§ **EXERCISE OBJECTIVE**
Copy each entry exactly, leaving nothing out.

§ **Collected data entries**

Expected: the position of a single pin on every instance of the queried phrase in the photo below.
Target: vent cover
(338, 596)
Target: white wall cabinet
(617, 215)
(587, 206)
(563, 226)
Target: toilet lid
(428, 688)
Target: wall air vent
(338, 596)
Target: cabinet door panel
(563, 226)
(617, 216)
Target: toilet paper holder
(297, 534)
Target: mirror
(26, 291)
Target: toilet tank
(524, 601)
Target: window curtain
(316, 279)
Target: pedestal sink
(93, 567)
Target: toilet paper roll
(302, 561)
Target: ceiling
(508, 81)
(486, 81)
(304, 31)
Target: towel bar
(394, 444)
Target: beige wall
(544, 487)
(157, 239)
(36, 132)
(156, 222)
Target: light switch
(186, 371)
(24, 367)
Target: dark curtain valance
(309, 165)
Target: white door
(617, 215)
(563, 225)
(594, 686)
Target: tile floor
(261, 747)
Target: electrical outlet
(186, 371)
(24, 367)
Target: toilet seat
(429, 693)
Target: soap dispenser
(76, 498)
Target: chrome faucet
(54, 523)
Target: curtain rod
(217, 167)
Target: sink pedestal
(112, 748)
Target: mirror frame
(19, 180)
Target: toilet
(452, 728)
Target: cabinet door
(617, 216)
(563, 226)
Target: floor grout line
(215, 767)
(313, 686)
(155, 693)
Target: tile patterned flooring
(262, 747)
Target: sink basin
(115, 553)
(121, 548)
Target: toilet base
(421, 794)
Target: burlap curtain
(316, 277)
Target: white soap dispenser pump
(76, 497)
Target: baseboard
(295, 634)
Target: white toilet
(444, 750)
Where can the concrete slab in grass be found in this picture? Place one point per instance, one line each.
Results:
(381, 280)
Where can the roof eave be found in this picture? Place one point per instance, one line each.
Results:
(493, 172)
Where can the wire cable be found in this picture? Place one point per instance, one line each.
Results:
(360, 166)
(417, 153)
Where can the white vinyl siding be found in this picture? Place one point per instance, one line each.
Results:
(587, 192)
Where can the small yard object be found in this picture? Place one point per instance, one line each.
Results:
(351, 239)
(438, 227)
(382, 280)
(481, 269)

§ **ANSWER BELOW**
Expected: the position of a single pin on every instance of the queried phrase in the photo below.
Target: vent cover
(338, 596)
Target: white wall cabinet
(617, 215)
(587, 206)
(563, 226)
Target: toilet lid
(428, 688)
Target: wall air vent
(338, 596)
Target: cabinet door panel
(563, 226)
(617, 216)
Target: toilet paper holder
(297, 534)
Target: mirror
(26, 291)
Target: toilet tank
(524, 601)
Target: window curtain
(316, 279)
Target: pedestal sink
(93, 567)
Target: toilet paper roll
(302, 561)
Target: ceiling
(508, 81)
(486, 81)
(304, 31)
Target: towel bar
(394, 444)
Target: beige wall
(544, 487)
(157, 239)
(36, 132)
(156, 222)
Target: light switch
(186, 371)
(24, 367)
Target: dark curtain valance
(309, 165)
Target: white door
(617, 215)
(563, 225)
(594, 686)
Target: tile floor
(261, 747)
Target: electrical outlet
(186, 371)
(24, 367)
Target: toilet seat
(429, 693)
Target: soap dispenser
(76, 498)
Target: chrome faucet
(54, 523)
Target: curtain rod
(217, 167)
Target: sink pedestal
(112, 748)
Target: mirror frame
(19, 180)
Target: toilet
(452, 728)
Target: cabinet door
(617, 216)
(563, 226)
Target: floor grout line
(215, 767)
(313, 686)
(155, 693)
Target: tile patterned flooring
(262, 747)
Target: sink basin
(115, 553)
(121, 548)
Target: toilet base
(421, 794)
Target: burlap curtain
(316, 277)
Target: white soap dispenser pump
(76, 497)
Target: baseboard
(295, 634)
Target: white toilet
(444, 750)
Where can the concrete slab in grass be found in this picture? Place one point per instance, one line each.
Results:
(381, 280)
Where can the roof eave be found in this picture? Place one point per instance, one line each.
Results:
(493, 172)
Where can the wire cable be found in this picture? Place one point per instance, one line each.
Results:
(360, 166)
(417, 153)
Where can the white vinyl siding be found in this picture? Place one point per instance, one line each.
Results:
(587, 192)
Where can the small yard object be found in this picture? Place one point per instance, one line each.
Results:
(351, 239)
(438, 227)
(382, 280)
(481, 269)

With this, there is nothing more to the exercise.